• AIM OF THE TASK
Reproduce word for word the lines of the material below, from the line with "tag the street" up to and including the line with "<point>911,213</point>", and leave out the picture.

+++ RECORDS SHOWN +++

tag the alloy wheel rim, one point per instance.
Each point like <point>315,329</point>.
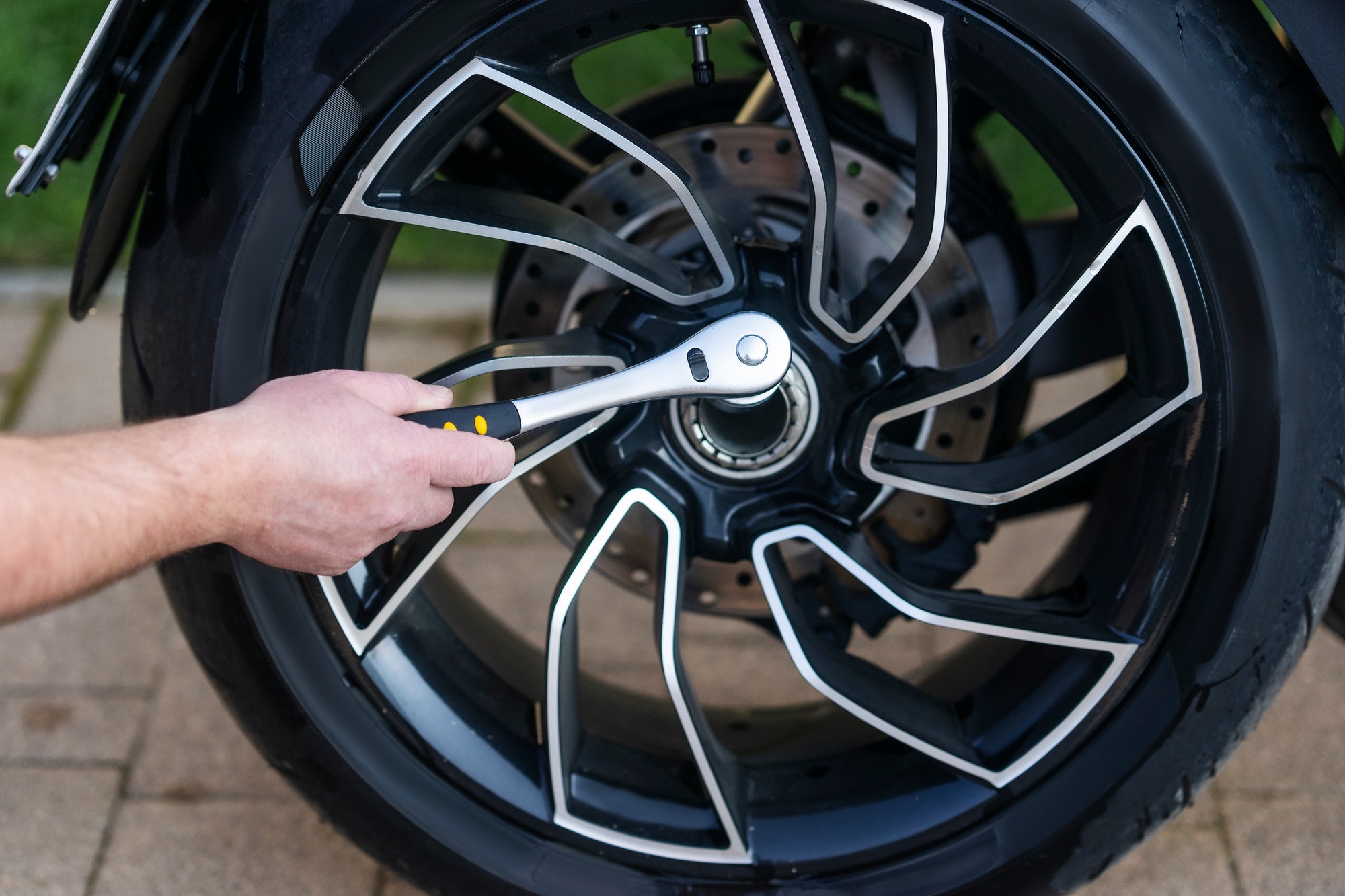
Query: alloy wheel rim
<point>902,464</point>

+++
+++ RECORDS SHOWN +++

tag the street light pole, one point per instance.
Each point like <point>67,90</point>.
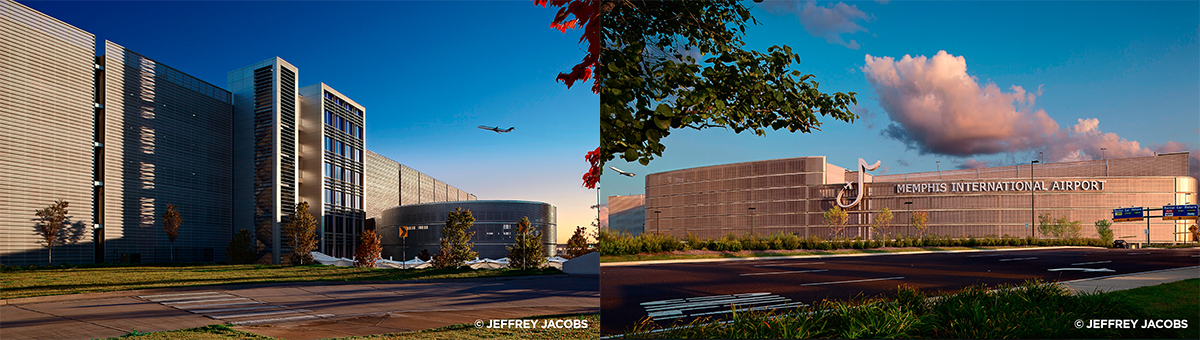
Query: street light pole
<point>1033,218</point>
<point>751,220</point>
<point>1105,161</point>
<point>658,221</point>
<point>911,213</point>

+++

• SOLUTION TO THIS EXERCISE
tag the street light pole, one point per instance.
Each point like <point>67,90</point>.
Query: street light pole
<point>1033,218</point>
<point>751,220</point>
<point>1105,161</point>
<point>658,221</point>
<point>911,213</point>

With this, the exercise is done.